[Rows from a data source]
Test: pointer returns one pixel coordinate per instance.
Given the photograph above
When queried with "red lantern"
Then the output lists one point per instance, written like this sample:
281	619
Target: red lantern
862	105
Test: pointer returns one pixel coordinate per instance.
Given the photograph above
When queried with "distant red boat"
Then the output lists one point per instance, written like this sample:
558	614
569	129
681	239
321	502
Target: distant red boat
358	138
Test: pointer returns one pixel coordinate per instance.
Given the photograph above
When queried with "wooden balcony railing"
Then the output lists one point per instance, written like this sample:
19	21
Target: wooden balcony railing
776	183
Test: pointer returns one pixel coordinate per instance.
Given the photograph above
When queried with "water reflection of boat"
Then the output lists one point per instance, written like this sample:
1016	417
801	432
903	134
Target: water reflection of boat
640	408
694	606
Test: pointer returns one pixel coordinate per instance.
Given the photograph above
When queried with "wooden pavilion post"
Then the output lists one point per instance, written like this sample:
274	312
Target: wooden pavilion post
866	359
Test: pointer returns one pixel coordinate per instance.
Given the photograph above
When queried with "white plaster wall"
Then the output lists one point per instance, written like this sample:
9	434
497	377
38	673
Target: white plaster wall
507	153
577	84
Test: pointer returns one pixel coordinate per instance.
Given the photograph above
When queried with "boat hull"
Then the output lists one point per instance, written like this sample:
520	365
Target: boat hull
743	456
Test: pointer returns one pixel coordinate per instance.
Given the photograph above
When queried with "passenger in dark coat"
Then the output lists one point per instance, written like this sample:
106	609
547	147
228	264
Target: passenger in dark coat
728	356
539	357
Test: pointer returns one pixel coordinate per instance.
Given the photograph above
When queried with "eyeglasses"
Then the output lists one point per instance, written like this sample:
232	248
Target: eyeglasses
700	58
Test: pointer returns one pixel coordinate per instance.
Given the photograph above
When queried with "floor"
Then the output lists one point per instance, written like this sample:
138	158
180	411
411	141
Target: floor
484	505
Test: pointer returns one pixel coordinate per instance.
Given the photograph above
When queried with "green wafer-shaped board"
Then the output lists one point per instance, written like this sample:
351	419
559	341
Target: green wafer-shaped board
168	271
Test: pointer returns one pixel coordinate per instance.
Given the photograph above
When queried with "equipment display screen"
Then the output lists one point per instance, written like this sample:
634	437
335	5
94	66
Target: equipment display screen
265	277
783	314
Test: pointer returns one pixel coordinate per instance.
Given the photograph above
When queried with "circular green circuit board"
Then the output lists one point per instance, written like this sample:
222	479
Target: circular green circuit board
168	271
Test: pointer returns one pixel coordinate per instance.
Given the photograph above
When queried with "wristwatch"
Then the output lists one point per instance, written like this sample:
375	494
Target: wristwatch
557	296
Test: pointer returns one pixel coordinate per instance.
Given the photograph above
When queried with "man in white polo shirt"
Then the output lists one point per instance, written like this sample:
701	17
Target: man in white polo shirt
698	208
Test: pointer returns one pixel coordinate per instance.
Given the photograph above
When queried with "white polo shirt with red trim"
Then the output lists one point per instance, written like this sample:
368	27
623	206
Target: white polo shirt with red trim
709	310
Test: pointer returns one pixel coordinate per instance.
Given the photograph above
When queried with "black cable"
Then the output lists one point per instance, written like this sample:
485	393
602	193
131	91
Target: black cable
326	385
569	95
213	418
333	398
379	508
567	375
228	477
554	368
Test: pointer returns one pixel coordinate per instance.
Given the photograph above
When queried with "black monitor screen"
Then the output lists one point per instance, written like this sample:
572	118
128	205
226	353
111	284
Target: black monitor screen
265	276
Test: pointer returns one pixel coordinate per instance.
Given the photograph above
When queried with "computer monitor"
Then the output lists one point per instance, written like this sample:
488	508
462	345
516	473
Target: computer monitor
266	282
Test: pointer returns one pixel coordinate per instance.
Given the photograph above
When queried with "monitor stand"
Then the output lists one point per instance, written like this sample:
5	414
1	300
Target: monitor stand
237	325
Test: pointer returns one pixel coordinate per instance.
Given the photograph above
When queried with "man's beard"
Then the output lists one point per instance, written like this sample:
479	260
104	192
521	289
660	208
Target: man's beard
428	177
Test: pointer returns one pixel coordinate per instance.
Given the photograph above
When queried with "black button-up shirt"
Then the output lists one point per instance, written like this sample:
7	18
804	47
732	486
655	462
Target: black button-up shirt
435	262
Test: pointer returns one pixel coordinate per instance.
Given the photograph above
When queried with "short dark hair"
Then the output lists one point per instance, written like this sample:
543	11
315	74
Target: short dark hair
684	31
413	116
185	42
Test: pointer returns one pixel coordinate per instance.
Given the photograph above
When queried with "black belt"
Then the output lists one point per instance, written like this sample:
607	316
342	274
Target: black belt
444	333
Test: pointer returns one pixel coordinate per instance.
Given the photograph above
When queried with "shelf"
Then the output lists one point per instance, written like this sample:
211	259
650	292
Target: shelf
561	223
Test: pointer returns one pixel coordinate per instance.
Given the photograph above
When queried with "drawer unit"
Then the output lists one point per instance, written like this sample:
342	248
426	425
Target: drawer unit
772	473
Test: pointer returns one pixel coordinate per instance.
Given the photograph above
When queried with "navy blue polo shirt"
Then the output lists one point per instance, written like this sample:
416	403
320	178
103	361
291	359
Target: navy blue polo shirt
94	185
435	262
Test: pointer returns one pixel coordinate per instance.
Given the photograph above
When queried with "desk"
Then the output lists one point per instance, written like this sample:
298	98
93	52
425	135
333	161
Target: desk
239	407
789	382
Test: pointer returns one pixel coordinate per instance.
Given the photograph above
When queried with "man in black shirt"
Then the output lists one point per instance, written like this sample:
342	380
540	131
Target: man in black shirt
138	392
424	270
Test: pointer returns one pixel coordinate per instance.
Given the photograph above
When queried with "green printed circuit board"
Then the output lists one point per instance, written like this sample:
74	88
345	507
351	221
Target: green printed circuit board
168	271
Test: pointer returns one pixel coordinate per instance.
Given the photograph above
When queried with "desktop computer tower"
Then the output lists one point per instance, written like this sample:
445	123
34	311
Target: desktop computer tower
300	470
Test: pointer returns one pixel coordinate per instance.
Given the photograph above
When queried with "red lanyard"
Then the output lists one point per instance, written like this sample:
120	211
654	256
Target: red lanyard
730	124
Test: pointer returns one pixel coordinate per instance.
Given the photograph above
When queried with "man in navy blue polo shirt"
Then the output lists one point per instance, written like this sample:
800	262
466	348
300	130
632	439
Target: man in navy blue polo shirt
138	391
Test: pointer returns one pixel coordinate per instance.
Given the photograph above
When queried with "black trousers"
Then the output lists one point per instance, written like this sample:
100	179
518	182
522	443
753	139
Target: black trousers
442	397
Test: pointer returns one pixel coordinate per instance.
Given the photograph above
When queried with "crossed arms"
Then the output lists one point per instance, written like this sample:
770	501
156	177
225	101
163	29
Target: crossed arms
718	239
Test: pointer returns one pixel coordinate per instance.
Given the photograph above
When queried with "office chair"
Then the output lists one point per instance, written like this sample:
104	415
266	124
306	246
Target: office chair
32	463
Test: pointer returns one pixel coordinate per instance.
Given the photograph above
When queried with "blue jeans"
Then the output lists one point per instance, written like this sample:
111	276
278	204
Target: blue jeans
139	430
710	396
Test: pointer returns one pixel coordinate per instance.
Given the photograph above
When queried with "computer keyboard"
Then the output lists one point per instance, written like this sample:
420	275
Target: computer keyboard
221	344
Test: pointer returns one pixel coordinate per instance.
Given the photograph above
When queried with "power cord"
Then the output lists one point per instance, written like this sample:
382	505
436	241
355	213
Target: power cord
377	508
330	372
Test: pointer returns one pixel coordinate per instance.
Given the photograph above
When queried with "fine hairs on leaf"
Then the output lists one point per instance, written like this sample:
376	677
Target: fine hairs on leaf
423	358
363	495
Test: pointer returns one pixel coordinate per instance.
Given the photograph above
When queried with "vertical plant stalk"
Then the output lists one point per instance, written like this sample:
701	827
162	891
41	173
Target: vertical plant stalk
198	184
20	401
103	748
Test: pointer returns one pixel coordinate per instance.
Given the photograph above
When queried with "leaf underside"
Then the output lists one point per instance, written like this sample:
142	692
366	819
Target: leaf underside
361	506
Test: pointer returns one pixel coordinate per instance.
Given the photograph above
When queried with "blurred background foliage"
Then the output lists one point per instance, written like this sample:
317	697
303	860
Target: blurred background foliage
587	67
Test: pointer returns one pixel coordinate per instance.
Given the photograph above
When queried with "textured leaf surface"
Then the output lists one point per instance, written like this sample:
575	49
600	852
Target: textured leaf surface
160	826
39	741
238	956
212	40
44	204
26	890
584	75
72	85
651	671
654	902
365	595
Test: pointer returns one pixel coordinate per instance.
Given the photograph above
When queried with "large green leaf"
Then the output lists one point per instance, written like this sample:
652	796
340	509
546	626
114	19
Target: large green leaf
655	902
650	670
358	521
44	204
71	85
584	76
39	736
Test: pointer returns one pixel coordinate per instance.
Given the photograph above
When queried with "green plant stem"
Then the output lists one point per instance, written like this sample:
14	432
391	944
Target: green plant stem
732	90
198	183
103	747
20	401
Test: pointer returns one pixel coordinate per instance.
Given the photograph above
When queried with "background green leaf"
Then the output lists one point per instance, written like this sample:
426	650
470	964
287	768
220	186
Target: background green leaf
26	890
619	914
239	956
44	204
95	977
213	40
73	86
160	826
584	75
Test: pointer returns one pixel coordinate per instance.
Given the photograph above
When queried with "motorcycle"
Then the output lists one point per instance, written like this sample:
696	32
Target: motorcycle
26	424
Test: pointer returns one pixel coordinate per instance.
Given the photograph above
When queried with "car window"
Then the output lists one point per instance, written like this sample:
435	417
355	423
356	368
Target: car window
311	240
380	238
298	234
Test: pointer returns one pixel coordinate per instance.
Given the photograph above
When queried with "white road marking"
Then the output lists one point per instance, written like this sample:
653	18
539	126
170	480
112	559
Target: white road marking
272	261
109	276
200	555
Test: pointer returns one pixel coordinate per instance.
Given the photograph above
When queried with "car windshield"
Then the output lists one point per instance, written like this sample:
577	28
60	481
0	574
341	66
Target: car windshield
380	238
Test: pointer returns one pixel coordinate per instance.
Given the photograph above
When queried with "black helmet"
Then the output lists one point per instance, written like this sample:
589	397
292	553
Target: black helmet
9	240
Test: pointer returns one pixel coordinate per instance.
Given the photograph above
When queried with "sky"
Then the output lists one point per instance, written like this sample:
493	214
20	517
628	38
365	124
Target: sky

_STATED PROBLEM_
Count the lines in the rows above that contain the word "white", treating uppercase and lowercase as different, and give only the number.

_OUTPUT FOR THIS TASK_
8